BEGIN Given records
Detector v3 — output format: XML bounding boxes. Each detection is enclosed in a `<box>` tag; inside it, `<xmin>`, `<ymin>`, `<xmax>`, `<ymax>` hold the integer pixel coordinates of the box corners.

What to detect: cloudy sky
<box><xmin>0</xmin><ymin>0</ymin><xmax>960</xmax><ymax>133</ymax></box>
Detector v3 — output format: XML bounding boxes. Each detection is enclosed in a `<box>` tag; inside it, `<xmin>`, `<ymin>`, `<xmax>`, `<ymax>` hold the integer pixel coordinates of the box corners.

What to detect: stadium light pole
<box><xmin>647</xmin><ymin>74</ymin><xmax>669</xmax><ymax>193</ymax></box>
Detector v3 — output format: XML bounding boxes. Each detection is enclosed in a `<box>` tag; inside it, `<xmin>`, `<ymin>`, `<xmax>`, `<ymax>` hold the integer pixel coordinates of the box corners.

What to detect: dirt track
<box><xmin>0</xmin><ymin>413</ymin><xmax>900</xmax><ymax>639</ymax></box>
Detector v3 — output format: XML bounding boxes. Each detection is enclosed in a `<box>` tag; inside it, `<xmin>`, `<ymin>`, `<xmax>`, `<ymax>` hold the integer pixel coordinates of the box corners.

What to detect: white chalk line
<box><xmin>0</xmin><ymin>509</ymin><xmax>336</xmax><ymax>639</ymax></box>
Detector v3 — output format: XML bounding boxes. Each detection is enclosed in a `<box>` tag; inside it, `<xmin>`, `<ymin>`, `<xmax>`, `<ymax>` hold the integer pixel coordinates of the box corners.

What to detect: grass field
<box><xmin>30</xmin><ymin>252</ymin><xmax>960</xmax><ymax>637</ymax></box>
END Given records
BEGIN Given records
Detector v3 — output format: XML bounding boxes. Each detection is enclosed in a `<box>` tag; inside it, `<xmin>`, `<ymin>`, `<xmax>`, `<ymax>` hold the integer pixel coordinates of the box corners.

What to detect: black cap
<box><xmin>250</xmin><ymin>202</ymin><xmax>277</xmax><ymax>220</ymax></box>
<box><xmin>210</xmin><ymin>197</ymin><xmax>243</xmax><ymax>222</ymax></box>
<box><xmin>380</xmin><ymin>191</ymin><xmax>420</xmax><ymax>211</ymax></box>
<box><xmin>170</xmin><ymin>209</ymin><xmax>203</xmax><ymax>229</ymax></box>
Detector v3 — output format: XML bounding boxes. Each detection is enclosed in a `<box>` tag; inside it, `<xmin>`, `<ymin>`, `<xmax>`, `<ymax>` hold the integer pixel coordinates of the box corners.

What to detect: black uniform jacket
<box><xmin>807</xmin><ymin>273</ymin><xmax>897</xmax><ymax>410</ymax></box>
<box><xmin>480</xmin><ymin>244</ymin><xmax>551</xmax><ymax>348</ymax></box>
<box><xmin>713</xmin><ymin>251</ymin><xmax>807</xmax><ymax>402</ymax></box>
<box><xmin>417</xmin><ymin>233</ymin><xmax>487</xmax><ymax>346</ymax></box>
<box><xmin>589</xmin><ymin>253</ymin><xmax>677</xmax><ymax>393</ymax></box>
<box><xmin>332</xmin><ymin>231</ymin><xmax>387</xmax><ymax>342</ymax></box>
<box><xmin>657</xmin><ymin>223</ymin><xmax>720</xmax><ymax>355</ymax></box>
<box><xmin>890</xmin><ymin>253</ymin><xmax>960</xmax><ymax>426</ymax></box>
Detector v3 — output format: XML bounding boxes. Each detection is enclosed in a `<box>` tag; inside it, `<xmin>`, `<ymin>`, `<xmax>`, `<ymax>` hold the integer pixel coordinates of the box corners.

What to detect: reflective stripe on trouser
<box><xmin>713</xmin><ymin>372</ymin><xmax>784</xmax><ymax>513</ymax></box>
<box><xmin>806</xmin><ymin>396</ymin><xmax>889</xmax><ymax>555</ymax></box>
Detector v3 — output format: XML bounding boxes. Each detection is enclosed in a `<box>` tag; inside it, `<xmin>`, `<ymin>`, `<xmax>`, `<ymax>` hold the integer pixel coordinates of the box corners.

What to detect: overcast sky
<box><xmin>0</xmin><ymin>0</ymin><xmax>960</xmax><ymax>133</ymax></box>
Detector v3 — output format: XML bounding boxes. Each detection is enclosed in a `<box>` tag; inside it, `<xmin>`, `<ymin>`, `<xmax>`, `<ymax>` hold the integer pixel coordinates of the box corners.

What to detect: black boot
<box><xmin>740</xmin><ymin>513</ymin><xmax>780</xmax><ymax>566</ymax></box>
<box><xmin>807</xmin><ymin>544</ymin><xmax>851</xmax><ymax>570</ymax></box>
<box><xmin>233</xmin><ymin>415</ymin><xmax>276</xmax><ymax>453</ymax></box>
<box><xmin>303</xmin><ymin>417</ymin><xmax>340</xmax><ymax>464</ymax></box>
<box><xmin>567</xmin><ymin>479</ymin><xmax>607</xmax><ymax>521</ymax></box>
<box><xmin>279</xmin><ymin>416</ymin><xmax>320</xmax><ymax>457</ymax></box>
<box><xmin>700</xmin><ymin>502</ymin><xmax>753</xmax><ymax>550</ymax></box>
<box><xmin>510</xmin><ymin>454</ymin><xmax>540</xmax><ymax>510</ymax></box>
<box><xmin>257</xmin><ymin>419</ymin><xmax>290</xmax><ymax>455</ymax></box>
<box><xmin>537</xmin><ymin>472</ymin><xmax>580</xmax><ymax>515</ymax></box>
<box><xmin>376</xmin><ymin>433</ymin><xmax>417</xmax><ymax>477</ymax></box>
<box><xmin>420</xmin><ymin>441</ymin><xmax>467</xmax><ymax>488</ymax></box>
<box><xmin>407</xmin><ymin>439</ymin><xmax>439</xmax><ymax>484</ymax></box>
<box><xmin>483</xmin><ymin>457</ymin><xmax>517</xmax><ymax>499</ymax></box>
END Given records
BEGIN Given records
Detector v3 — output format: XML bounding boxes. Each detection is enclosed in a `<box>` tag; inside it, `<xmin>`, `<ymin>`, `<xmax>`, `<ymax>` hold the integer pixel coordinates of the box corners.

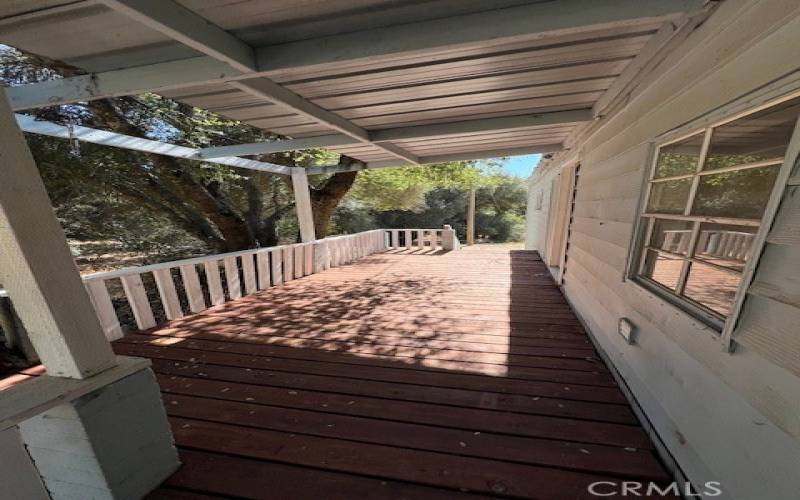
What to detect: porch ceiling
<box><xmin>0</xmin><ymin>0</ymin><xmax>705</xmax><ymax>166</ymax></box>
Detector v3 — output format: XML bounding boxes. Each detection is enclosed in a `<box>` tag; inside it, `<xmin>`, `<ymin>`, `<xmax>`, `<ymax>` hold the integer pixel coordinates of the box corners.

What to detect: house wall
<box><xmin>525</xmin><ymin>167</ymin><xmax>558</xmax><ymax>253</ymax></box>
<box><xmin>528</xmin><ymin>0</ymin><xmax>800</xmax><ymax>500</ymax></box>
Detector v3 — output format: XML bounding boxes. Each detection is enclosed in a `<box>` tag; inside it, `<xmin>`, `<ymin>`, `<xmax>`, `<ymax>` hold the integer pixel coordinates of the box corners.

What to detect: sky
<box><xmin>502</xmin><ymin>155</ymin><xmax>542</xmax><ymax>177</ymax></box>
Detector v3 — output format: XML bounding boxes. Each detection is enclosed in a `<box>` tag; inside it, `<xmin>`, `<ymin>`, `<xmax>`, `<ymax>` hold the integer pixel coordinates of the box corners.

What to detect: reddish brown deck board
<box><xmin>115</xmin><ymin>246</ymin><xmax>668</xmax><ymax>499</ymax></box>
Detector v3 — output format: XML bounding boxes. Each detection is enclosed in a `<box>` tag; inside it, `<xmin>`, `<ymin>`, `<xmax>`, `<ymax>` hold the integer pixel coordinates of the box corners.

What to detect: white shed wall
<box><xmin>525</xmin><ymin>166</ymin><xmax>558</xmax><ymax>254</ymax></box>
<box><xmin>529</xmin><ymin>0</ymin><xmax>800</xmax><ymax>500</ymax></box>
END Given records
Pick out every line in the entries that contains the word "wall", and copy each of those lines.

What to detect: house wall
What to detect: white shed wall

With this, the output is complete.